The input.
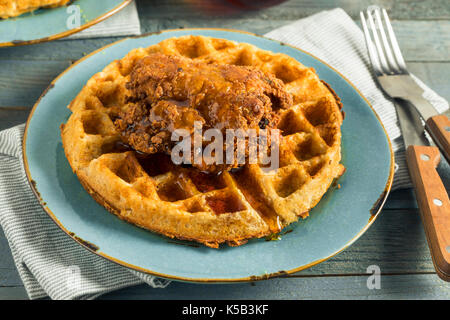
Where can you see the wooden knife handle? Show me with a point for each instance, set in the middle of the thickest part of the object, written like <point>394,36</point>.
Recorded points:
<point>434,204</point>
<point>439,127</point>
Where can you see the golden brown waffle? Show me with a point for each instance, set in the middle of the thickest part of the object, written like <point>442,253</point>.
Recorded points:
<point>14,8</point>
<point>183,203</point>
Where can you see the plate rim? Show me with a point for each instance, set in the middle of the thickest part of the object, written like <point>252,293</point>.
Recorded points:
<point>67,33</point>
<point>376,207</point>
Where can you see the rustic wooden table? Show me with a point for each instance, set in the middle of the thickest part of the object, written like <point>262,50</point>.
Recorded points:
<point>396,242</point>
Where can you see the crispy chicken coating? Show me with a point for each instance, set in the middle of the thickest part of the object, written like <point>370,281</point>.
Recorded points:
<point>172,92</point>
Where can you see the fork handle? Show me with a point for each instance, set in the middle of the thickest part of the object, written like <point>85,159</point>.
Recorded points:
<point>434,204</point>
<point>439,128</point>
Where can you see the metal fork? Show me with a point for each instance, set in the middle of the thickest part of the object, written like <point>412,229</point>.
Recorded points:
<point>393,76</point>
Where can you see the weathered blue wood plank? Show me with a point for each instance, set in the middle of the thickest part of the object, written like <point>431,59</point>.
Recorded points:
<point>287,10</point>
<point>422,41</point>
<point>423,286</point>
<point>395,242</point>
<point>13,293</point>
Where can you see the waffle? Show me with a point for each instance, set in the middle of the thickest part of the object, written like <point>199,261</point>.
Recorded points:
<point>14,8</point>
<point>184,203</point>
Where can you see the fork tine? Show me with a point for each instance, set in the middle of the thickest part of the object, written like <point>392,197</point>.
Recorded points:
<point>395,46</point>
<point>387,48</point>
<point>376,39</point>
<point>373,56</point>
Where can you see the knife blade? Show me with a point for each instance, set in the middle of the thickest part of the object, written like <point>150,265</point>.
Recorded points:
<point>432,198</point>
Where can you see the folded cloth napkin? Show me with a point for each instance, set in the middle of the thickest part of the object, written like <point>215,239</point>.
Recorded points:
<point>335,38</point>
<point>123,23</point>
<point>50,263</point>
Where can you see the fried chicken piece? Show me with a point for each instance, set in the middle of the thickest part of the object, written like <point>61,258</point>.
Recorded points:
<point>172,92</point>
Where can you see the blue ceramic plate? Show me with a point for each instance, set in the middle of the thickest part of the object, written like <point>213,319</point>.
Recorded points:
<point>336,222</point>
<point>50,24</point>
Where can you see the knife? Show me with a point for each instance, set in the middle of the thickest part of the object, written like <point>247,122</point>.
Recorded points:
<point>432,198</point>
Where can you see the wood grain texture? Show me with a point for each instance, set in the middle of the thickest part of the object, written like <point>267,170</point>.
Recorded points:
<point>287,10</point>
<point>439,127</point>
<point>395,242</point>
<point>33,77</point>
<point>433,202</point>
<point>421,41</point>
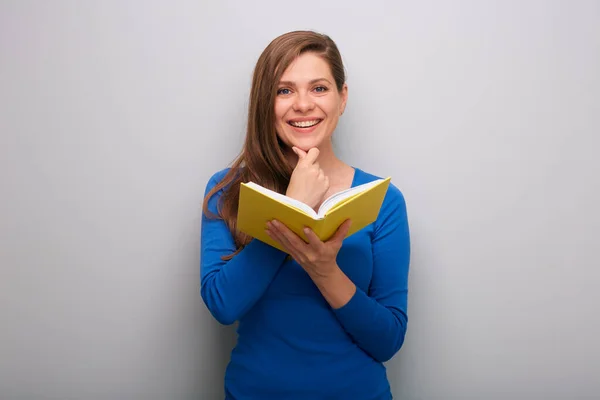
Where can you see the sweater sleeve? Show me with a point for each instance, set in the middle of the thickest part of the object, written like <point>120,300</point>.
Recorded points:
<point>230,288</point>
<point>377,320</point>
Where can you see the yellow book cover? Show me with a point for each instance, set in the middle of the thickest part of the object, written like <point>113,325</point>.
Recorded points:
<point>258,205</point>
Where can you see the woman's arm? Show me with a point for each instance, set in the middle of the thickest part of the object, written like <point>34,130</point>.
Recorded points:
<point>377,320</point>
<point>230,288</point>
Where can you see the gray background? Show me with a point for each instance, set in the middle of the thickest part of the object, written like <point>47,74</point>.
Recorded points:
<point>113,115</point>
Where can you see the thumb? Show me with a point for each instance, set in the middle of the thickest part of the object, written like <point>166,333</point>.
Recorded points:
<point>341,232</point>
<point>299,152</point>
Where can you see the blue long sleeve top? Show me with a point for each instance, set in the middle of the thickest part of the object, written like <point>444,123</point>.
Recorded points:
<point>291,343</point>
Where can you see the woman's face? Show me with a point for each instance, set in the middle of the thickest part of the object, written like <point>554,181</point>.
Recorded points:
<point>308,104</point>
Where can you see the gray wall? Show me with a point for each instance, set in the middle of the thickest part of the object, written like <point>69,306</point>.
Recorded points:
<point>113,115</point>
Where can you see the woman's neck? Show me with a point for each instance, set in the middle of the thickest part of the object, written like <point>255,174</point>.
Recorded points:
<point>331,165</point>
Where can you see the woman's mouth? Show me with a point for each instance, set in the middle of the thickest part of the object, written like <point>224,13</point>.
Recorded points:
<point>305,124</point>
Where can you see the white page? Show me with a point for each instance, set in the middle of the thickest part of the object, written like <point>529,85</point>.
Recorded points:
<point>343,195</point>
<point>284,199</point>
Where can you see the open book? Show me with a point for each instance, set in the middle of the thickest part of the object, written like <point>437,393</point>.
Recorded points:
<point>258,205</point>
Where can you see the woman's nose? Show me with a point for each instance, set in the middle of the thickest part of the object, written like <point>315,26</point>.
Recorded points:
<point>303,103</point>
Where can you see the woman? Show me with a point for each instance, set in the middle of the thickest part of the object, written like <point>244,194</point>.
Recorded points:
<point>319,324</point>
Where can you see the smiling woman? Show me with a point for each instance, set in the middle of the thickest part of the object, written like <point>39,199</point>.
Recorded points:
<point>318,325</point>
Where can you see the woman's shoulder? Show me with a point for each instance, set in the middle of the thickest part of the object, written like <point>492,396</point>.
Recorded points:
<point>217,177</point>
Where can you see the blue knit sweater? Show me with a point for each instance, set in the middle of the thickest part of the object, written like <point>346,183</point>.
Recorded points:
<point>291,343</point>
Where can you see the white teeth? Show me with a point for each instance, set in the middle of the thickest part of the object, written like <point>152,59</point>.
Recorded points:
<point>305,124</point>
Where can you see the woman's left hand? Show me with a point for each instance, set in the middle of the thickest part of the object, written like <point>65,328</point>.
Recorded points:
<point>318,258</point>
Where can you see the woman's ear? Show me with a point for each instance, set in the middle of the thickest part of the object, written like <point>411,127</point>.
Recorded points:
<point>344,95</point>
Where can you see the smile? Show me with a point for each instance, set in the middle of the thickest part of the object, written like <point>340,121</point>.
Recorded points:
<point>304,124</point>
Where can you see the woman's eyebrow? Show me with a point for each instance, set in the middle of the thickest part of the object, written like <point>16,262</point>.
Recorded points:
<point>289,83</point>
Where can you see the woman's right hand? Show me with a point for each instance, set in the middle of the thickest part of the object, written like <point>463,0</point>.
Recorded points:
<point>308,183</point>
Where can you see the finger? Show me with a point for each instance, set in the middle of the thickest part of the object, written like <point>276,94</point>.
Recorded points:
<point>299,152</point>
<point>289,238</point>
<point>311,156</point>
<point>341,232</point>
<point>313,239</point>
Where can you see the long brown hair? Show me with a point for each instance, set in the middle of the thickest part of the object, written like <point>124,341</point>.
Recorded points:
<point>262,159</point>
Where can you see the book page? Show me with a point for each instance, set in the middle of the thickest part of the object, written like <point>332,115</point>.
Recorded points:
<point>305,208</point>
<point>337,198</point>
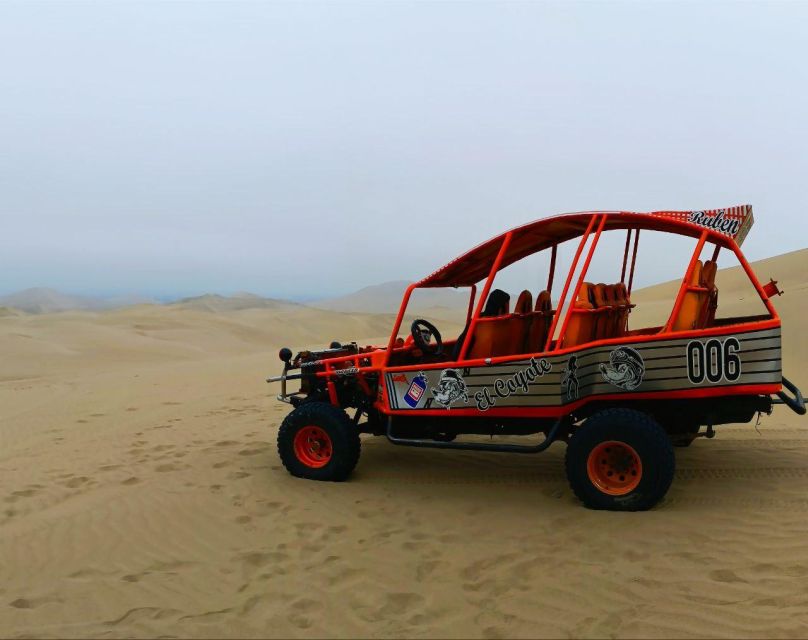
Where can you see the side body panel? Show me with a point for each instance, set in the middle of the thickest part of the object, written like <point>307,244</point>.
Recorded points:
<point>737,361</point>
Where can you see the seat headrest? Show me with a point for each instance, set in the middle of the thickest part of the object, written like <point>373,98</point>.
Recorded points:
<point>600,295</point>
<point>524,303</point>
<point>497,304</point>
<point>695,278</point>
<point>543,301</point>
<point>584,300</point>
<point>708,273</point>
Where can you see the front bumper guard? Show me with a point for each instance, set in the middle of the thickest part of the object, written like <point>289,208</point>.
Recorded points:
<point>284,396</point>
<point>795,402</point>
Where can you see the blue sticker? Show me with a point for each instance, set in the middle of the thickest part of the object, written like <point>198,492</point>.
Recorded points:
<point>416,390</point>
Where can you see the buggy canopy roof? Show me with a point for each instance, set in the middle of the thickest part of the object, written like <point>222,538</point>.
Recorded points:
<point>724,225</point>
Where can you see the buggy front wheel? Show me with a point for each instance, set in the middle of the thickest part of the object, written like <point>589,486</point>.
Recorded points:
<point>319,442</point>
<point>621,460</point>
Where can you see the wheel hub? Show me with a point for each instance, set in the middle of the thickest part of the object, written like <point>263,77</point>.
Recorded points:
<point>614,467</point>
<point>312,446</point>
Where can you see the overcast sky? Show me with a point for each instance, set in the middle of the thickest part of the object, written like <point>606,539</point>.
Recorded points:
<point>304,149</point>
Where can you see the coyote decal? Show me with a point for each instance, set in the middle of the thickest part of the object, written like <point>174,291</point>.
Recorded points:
<point>625,369</point>
<point>451,388</point>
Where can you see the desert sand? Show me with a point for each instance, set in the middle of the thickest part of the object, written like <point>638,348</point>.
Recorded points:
<point>142,495</point>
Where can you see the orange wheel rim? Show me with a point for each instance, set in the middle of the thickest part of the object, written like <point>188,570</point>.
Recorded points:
<point>614,467</point>
<point>313,446</point>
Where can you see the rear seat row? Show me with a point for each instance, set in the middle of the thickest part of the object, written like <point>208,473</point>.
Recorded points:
<point>600,312</point>
<point>500,333</point>
<point>700,300</point>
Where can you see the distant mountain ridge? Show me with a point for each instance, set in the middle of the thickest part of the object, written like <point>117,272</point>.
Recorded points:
<point>47,300</point>
<point>39,300</point>
<point>236,302</point>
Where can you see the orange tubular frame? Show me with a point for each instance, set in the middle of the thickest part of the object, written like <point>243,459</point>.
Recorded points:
<point>484,294</point>
<point>680,296</point>
<point>591,225</point>
<point>584,269</point>
<point>567,282</point>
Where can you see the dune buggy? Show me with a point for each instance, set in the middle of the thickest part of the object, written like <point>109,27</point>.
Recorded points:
<point>571,369</point>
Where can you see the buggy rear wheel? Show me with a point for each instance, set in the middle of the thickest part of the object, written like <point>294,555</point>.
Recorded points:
<point>621,460</point>
<point>319,442</point>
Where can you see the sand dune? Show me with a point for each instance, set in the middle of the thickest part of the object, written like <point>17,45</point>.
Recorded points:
<point>142,496</point>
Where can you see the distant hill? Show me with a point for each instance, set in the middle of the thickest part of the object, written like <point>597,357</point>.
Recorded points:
<point>46,300</point>
<point>43,300</point>
<point>237,302</point>
<point>386,298</point>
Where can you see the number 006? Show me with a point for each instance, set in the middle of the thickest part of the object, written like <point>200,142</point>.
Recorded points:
<point>713,360</point>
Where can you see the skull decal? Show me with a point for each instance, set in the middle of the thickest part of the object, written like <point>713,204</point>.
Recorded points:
<point>451,388</point>
<point>625,369</point>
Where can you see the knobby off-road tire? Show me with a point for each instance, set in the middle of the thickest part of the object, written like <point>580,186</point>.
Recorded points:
<point>319,442</point>
<point>620,460</point>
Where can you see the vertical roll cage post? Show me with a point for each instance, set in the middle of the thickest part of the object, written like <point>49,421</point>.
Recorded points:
<point>489,281</point>
<point>751,275</point>
<point>685,282</point>
<point>567,282</point>
<point>397,325</point>
<point>552,269</point>
<point>581,277</point>
<point>633,260</point>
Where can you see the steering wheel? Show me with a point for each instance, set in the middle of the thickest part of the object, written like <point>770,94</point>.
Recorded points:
<point>422,333</point>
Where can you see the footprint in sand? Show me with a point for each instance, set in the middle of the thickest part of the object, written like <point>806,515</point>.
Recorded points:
<point>725,575</point>
<point>76,482</point>
<point>302,612</point>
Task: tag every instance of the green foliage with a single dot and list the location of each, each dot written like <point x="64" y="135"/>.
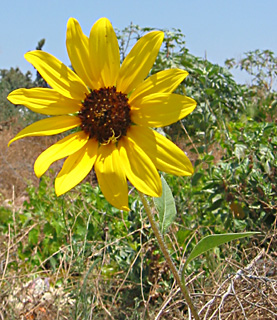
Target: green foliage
<point x="231" y="138"/>
<point x="166" y="207"/>
<point x="214" y="241"/>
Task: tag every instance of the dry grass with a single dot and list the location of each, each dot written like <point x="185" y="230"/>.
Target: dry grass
<point x="231" y="292"/>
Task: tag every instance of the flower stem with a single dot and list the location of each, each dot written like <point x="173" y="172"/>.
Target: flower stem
<point x="167" y="256"/>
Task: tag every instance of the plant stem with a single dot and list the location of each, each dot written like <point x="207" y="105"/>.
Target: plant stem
<point x="167" y="256"/>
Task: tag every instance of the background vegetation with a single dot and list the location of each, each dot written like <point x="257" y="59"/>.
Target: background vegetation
<point x="76" y="257"/>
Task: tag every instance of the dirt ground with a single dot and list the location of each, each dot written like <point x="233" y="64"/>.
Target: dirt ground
<point x="250" y="293"/>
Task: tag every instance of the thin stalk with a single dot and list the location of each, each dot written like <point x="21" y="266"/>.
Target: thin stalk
<point x="167" y="256"/>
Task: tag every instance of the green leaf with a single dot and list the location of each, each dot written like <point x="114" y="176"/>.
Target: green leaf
<point x="166" y="207"/>
<point x="213" y="241"/>
<point x="33" y="236"/>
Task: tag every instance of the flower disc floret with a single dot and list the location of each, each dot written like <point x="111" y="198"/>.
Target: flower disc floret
<point x="105" y="115"/>
<point x="113" y="107"/>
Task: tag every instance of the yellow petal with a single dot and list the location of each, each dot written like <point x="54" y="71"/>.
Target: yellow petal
<point x="165" y="155"/>
<point x="44" y="101"/>
<point x="48" y="127"/>
<point x="111" y="177"/>
<point x="139" y="61"/>
<point x="59" y="150"/>
<point x="161" y="109"/>
<point x="57" y="75"/>
<point x="165" y="81"/>
<point x="78" y="51"/>
<point x="104" y="53"/>
<point x="138" y="167"/>
<point x="76" y="167"/>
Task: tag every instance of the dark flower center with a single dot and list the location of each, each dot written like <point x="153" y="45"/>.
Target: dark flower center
<point x="105" y="115"/>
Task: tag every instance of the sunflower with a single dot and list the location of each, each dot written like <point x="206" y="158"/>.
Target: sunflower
<point x="114" y="110"/>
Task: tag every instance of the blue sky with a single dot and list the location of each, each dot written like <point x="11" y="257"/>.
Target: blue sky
<point x="221" y="28"/>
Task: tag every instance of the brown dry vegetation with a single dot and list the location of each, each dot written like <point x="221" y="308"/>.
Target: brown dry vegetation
<point x="248" y="293"/>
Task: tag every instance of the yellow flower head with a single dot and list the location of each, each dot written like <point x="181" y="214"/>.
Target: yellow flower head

Exercise goal.
Sift through the material above and copy each line that holds "buggy".

Response for this exercise.
Where can you see the buggy canopy roof? Show me with a point for each instance, set in the middle of the thickest part of the object, written like <point>222,538</point>.
Where can you see the buggy front wheel? Show me with a point for each instance, set in the middle of the thickest part of the object, written like <point>589,486</point>.
Where can you see the dune buggy? Show me with a point for each instance, set in the middle of the thickest part of the object, written like <point>109,27</point>.
Where can you see the buggy rear wheel? Show me with a point for each instance, set in the middle of the thickest part of the object, written like <point>294,555</point>.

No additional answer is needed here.